● **What to do**: Count the lines in the records below that contain the string "jacket", treating uppercase and lowercase as different, and reply with only that number.

--- Start of Data rows ---

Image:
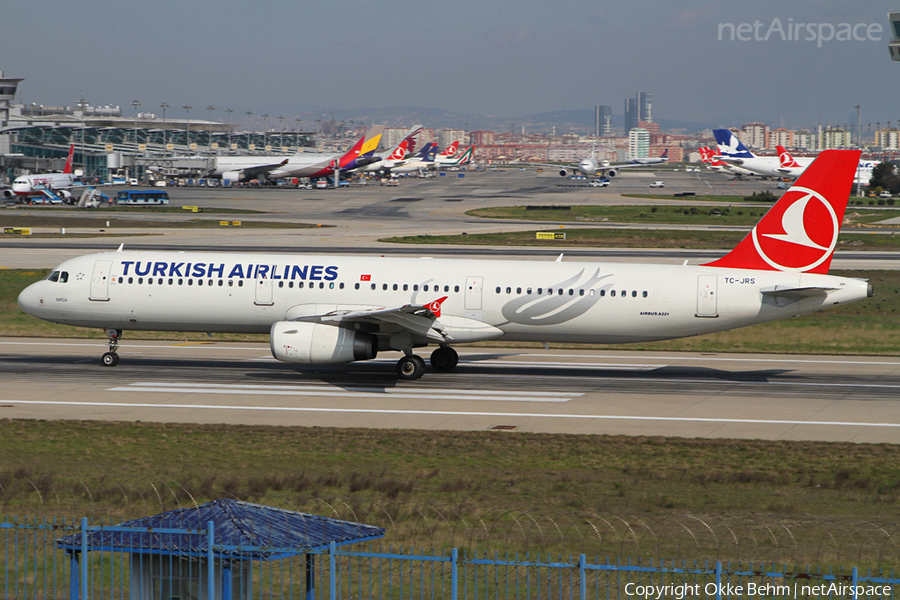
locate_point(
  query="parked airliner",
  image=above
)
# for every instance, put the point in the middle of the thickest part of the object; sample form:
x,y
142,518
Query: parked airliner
x,y
321,309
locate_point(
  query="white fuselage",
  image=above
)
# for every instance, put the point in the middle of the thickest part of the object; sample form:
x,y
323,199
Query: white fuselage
x,y
28,185
526,301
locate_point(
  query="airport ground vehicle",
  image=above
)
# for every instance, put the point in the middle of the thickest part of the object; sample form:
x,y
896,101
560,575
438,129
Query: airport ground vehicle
x,y
142,197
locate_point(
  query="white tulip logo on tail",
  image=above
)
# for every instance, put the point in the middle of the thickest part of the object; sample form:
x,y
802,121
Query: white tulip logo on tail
x,y
809,226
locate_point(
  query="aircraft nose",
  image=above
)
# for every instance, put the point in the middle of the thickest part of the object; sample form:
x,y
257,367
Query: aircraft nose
x,y
30,299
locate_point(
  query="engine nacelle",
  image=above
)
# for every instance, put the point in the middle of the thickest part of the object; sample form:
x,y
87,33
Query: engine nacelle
x,y
233,176
317,344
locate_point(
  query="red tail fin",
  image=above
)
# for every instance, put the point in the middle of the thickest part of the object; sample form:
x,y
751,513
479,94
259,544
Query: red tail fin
x,y
800,232
69,159
784,157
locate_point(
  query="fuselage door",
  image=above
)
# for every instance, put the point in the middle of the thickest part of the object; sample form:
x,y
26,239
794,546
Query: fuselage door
x,y
100,281
473,292
264,292
707,296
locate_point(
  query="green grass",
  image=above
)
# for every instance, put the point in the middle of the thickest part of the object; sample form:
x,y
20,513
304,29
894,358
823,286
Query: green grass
x,y
675,215
632,238
443,489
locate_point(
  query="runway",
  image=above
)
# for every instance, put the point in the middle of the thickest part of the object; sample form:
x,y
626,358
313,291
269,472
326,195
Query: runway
x,y
558,391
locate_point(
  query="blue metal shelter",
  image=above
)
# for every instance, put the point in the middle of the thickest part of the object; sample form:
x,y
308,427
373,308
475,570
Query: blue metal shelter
x,y
223,533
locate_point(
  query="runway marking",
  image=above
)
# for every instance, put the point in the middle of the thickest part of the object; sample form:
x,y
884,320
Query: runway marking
x,y
455,413
346,392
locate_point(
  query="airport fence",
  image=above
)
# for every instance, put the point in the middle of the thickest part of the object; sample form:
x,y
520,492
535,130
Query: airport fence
x,y
56,559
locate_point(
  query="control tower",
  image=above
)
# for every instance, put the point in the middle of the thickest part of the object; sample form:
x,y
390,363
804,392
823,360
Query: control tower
x,y
894,45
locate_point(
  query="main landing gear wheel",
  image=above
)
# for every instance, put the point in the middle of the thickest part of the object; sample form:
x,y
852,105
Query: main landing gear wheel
x,y
410,367
111,358
444,358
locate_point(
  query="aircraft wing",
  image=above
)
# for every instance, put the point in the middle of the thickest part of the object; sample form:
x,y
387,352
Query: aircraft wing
x,y
422,321
257,171
417,319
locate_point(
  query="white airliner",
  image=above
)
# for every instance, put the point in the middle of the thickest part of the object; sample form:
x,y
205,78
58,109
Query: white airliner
x,y
336,309
55,183
305,164
794,167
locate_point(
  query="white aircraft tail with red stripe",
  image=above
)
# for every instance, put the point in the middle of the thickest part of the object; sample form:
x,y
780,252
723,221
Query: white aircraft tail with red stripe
x,y
69,160
801,231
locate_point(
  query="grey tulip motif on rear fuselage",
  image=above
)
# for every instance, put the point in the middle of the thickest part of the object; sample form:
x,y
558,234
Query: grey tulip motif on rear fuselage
x,y
546,309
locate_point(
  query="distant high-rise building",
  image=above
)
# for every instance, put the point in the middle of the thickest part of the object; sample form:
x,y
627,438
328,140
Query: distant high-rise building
x,y
602,120
638,143
645,106
631,115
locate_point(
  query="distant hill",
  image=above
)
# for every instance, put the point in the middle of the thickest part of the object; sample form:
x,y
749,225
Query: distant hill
x,y
578,121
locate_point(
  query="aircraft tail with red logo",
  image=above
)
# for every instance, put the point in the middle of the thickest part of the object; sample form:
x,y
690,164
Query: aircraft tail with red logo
x,y
69,160
801,231
787,161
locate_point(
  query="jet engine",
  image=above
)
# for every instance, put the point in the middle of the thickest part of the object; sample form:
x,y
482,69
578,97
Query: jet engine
x,y
233,176
318,344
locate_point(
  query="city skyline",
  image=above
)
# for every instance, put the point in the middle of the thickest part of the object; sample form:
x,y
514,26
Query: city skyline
x,y
702,62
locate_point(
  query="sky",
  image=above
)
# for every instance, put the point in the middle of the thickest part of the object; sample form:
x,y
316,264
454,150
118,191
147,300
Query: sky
x,y
501,58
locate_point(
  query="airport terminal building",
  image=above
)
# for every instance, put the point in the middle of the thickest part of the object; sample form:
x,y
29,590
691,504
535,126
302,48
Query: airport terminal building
x,y
108,143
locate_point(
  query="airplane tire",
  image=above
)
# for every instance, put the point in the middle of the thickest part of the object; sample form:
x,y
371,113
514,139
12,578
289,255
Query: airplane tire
x,y
444,359
410,367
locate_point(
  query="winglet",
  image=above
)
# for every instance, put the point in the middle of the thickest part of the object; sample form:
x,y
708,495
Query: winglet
x,y
800,232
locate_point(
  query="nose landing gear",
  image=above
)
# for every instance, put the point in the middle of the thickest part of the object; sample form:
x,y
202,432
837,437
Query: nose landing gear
x,y
111,358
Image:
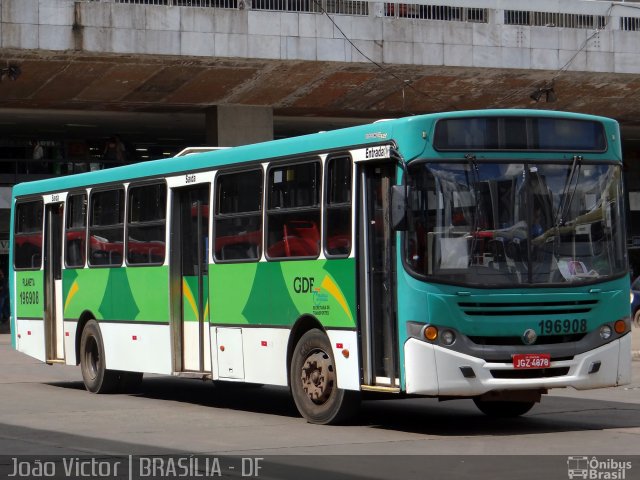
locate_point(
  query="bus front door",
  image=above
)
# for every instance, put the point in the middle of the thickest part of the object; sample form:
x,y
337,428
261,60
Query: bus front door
x,y
190,280
53,314
377,273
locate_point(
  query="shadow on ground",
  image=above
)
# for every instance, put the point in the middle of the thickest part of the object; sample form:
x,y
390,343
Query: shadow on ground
x,y
411,415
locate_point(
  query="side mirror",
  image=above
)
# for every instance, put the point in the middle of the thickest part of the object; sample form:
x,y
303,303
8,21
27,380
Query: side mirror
x,y
398,207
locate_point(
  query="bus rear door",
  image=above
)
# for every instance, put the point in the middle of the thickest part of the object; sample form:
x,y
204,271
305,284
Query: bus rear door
x,y
190,279
53,314
377,277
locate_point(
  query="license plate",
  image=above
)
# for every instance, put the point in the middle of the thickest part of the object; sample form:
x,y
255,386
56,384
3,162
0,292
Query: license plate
x,y
532,360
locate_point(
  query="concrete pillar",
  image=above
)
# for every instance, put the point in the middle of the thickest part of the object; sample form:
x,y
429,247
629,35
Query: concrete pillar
x,y
233,125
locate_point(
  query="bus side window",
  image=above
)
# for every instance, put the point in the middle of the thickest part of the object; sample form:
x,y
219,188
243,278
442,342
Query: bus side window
x,y
28,235
76,230
338,207
146,224
106,228
238,216
293,215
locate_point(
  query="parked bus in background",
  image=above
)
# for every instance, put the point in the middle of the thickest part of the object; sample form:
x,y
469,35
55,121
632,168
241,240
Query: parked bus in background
x,y
476,254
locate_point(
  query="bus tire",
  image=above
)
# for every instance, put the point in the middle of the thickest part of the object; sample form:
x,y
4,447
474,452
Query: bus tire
x,y
97,379
499,409
314,383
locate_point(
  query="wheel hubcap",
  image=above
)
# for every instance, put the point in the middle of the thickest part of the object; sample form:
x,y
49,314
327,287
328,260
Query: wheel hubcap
x,y
92,357
318,377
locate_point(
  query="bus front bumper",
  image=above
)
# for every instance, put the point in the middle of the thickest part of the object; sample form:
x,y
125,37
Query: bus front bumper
x,y
436,371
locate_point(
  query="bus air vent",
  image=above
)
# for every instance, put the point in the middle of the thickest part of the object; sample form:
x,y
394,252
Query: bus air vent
x,y
531,373
527,308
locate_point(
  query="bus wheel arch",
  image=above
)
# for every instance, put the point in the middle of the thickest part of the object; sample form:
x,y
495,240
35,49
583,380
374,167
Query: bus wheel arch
x,y
82,322
96,377
313,381
302,326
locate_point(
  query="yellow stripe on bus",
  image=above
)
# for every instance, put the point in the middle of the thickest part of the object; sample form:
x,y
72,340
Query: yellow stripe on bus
x,y
189,296
330,286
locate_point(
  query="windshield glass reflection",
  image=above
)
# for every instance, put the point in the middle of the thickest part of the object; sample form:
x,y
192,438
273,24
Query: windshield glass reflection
x,y
508,224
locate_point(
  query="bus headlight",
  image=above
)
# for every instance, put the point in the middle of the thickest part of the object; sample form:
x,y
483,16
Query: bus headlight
x,y
448,337
605,332
620,326
430,333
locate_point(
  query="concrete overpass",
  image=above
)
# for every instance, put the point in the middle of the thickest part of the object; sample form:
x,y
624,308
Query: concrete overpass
x,y
159,67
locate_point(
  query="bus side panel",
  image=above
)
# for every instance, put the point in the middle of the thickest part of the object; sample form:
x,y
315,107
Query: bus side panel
x,y
132,306
29,325
277,294
137,347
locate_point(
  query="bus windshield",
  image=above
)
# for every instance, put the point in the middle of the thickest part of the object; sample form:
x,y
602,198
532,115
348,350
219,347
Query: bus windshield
x,y
505,224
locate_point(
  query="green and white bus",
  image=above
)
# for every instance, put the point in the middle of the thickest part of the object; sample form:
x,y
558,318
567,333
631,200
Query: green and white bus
x,y
473,254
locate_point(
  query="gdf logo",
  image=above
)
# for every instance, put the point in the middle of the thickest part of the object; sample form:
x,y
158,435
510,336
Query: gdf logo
x,y
303,284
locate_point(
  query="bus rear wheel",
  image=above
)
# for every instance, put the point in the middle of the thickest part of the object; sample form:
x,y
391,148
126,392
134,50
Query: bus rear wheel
x,y
505,409
314,384
97,379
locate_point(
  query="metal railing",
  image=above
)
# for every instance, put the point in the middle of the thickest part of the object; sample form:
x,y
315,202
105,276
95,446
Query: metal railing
x,y
592,18
436,12
630,24
554,19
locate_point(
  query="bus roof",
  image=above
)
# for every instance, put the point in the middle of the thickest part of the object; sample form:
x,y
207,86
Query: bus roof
x,y
402,130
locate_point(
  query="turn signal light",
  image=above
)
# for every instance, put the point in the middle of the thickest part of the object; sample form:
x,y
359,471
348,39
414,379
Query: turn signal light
x,y
431,333
620,326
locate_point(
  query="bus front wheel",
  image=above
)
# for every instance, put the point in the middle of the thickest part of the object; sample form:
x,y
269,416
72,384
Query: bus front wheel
x,y
504,409
97,379
314,383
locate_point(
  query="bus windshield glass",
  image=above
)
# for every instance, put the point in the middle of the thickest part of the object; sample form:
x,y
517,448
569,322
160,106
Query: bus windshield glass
x,y
506,224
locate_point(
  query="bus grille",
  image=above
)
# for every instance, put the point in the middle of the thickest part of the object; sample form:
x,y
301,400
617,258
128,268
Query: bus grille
x,y
486,309
517,341
533,373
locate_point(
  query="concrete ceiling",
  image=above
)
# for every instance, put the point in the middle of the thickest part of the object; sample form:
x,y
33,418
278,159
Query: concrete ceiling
x,y
151,98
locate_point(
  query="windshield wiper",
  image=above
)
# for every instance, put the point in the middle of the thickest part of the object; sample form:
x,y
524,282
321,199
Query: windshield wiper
x,y
576,165
476,194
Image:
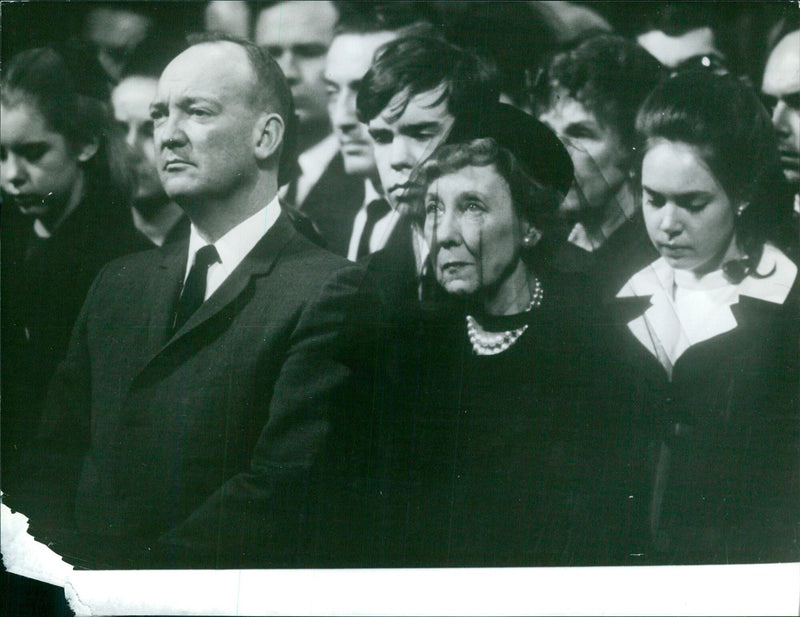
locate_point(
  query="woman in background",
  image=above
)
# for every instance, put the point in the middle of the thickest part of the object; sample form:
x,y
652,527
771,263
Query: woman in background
x,y
497,451
66,189
709,331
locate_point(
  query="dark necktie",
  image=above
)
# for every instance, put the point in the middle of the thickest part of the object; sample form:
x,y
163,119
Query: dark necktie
x,y
194,289
376,210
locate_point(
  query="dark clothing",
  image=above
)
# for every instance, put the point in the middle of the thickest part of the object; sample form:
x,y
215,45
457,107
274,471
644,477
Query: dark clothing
x,y
198,448
44,284
721,439
332,204
624,253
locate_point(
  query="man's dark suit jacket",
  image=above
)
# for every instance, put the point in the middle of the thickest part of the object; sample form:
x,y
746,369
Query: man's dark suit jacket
x,y
198,449
333,203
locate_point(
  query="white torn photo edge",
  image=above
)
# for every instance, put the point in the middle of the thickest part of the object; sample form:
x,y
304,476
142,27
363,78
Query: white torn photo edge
x,y
764,589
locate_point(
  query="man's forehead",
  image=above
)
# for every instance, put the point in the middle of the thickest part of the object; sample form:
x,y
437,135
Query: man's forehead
x,y
293,23
672,50
350,55
782,74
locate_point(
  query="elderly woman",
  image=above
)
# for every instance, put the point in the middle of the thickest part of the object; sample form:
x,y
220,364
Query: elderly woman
x,y
589,96
496,450
709,331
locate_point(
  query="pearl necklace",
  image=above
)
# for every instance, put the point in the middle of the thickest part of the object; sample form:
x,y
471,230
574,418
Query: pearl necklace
x,y
492,343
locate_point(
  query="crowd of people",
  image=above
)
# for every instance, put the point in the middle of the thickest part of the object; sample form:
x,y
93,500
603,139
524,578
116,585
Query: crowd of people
x,y
392,284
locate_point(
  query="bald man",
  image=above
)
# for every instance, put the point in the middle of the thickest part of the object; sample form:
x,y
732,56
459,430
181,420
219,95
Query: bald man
x,y
189,423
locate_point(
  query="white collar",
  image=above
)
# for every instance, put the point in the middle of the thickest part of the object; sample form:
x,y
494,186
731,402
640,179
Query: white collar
x,y
617,211
313,162
234,246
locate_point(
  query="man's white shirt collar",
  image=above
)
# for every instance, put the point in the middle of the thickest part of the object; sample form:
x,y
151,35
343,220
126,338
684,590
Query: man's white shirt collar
x,y
618,210
234,246
313,163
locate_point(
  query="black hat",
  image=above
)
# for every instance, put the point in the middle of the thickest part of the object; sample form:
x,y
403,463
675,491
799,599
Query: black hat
x,y
534,145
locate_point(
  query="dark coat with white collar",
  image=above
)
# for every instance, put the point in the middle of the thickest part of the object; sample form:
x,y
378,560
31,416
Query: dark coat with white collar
x,y
717,445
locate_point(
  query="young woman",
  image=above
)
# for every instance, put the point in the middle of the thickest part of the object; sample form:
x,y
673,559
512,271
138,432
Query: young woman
x,y
709,331
67,185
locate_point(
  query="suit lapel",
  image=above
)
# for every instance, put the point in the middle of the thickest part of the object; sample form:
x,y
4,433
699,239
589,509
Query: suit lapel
x,y
258,262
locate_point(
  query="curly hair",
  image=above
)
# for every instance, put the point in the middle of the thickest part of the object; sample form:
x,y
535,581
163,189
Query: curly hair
x,y
71,93
609,75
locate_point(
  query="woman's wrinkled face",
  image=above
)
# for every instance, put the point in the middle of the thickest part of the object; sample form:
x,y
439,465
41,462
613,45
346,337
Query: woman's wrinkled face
x,y
39,168
472,228
689,216
600,158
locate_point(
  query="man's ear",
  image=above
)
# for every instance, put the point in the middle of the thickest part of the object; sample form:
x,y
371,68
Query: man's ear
x,y
268,135
88,150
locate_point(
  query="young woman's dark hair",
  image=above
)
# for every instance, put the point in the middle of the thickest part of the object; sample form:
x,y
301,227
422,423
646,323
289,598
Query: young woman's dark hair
x,y
725,120
417,64
68,88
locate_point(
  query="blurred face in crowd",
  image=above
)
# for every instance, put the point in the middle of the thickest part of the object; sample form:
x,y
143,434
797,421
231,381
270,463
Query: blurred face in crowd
x,y
475,234
297,35
405,134
688,214
694,46
600,158
781,88
41,171
349,58
116,33
205,124
131,100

--- End of Data rows ---

● **Answer for the task**: 2